WHAT IS REQUIRED ▸ Lines from the one containing "written like <point>632,161</point>." through the end of the data are to be returned exactly, and no others.

Raw records ▸
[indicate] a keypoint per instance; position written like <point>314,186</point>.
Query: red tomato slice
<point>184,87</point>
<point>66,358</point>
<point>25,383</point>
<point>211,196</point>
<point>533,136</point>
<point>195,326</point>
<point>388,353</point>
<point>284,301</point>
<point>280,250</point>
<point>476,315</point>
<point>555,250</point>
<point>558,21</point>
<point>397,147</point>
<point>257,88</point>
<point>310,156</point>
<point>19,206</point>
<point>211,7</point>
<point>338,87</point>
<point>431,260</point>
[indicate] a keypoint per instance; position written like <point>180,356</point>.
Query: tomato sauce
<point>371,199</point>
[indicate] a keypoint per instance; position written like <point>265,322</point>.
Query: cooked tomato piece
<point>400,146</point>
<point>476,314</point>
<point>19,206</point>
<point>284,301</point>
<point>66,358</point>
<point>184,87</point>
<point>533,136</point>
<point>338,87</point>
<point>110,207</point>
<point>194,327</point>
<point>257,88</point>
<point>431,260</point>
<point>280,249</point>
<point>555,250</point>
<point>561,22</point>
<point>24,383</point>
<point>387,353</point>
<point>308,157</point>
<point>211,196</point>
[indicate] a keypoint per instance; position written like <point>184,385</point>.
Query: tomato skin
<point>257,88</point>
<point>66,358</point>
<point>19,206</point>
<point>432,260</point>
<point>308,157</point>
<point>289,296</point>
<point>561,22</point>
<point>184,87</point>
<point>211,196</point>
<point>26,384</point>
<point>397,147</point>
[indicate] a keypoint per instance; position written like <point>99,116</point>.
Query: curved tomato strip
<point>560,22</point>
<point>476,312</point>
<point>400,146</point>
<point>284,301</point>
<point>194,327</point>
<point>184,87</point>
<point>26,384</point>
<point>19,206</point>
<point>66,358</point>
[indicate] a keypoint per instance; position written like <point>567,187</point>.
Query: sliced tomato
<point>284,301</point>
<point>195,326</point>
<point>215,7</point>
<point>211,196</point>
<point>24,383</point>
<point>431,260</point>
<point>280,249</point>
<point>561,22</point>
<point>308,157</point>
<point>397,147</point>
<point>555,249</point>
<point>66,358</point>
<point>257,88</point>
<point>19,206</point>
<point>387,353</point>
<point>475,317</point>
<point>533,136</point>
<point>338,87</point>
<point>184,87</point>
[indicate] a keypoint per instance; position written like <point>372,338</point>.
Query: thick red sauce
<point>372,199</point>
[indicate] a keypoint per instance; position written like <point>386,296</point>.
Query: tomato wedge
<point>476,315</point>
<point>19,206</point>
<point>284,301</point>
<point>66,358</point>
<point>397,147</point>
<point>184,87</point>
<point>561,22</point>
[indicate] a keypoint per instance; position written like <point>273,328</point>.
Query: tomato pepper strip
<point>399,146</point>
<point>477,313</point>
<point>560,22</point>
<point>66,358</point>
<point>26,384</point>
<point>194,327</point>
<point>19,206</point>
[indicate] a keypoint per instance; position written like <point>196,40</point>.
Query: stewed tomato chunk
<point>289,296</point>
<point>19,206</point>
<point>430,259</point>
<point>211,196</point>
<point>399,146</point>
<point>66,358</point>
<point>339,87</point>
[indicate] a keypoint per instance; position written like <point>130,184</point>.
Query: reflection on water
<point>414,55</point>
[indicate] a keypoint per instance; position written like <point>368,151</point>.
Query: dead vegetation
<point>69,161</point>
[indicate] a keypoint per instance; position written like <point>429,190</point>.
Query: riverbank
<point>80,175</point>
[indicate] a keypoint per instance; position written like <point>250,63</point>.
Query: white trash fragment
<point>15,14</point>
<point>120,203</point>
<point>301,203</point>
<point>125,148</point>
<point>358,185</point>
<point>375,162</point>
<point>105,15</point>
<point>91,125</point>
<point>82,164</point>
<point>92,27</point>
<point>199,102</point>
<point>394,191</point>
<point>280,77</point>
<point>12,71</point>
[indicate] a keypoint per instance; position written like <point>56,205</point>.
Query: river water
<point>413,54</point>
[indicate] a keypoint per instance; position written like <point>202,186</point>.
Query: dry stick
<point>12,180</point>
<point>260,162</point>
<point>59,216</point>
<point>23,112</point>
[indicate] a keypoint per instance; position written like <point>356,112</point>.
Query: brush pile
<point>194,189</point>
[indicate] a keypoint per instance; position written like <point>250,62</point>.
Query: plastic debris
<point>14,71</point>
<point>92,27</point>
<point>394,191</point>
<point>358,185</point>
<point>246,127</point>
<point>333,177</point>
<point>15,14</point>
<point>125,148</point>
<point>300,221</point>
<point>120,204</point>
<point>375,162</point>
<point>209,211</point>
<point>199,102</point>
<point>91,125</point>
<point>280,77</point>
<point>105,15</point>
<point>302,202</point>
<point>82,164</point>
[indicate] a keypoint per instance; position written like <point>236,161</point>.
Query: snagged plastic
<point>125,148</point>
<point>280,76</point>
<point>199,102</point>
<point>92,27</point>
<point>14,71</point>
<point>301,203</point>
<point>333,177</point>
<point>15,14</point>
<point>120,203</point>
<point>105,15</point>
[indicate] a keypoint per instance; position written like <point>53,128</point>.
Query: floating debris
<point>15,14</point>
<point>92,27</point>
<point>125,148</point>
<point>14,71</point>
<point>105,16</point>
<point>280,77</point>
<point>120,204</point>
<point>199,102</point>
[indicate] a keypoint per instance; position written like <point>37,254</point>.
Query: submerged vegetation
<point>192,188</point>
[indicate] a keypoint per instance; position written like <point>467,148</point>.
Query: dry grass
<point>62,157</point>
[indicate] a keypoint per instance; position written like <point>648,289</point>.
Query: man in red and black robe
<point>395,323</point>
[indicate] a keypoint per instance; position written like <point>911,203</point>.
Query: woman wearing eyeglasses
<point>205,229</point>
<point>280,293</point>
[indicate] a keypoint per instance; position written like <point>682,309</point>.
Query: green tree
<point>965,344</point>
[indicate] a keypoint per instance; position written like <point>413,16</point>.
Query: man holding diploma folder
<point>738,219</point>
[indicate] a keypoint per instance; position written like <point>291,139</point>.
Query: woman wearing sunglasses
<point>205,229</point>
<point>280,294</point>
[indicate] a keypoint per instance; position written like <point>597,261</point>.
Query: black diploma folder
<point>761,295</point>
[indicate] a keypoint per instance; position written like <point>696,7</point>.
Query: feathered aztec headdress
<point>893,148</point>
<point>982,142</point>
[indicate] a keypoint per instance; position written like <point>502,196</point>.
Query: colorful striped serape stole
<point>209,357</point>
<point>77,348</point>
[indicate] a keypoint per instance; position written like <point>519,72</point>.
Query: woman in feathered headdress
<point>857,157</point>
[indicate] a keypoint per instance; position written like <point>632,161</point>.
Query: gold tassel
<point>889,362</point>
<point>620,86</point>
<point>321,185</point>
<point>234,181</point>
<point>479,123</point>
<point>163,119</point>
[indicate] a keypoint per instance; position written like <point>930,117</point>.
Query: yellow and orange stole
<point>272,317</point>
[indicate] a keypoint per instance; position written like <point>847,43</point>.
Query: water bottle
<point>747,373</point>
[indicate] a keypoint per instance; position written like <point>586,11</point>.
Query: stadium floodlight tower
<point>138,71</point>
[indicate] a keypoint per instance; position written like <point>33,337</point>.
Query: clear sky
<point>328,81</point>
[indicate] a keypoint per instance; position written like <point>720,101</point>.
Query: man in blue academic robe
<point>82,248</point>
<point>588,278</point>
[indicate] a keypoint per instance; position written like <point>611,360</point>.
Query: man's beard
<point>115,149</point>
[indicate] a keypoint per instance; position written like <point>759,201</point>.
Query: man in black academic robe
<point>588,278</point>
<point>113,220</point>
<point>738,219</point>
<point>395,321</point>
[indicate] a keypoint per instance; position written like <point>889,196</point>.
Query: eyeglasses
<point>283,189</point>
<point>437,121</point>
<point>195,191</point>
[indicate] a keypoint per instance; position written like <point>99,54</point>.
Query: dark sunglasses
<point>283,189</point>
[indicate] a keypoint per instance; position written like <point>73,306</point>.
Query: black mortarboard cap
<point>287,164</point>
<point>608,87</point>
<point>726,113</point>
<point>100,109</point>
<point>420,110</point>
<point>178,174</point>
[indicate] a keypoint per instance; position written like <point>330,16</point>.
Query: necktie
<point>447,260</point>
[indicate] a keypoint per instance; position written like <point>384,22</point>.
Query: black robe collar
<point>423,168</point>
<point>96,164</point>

TASK RESPONSE ▸
[indicate] a keypoint per instance; position written like <point>632,161</point>.
Query: gold tassel
<point>889,362</point>
<point>620,86</point>
<point>321,185</point>
<point>234,181</point>
<point>479,123</point>
<point>163,119</point>
[indicate] a keypoint per instance; position written like <point>930,117</point>.
Query: yellow and orange stole
<point>272,317</point>
[indicate] a keypoint per instance; position written like <point>847,43</point>.
Query: water bottle
<point>747,373</point>
[indicate] a keypoint per instance; position written like <point>586,11</point>.
Query: stadium floodlight tower
<point>138,71</point>
[indicate] a keypoint per instance; position written like <point>33,337</point>.
Query: clear sky
<point>328,81</point>
[indicate] a keypoint per instance; position written like <point>720,101</point>.
Query: man in blue academic robe
<point>82,248</point>
<point>588,278</point>
[indicate] a keypoint per instance; position written like <point>611,360</point>.
Query: man's beard
<point>115,149</point>
[indicate] a keypoint per instance; position written like <point>759,201</point>.
Query: man in black academic robe
<point>588,278</point>
<point>113,220</point>
<point>738,219</point>
<point>395,321</point>
[indicate] a keypoint per instance; position written like <point>889,196</point>.
Query: eyeglasses
<point>283,189</point>
<point>437,121</point>
<point>195,191</point>
[indicate] a keypoint per instance; position written like <point>99,54</point>.
Query: dark sunglasses
<point>283,189</point>
[indicate] a keypoint per instance; position written like <point>73,306</point>.
Query: black mortarboard cap
<point>287,164</point>
<point>608,87</point>
<point>726,113</point>
<point>100,109</point>
<point>420,110</point>
<point>178,174</point>
[indicate] a keypoint per instance; position written like <point>330,16</point>.
Query: necktie
<point>447,260</point>
[indicate] a keypoint per instance; position written like <point>384,22</point>.
Query: black robe collar
<point>423,168</point>
<point>96,164</point>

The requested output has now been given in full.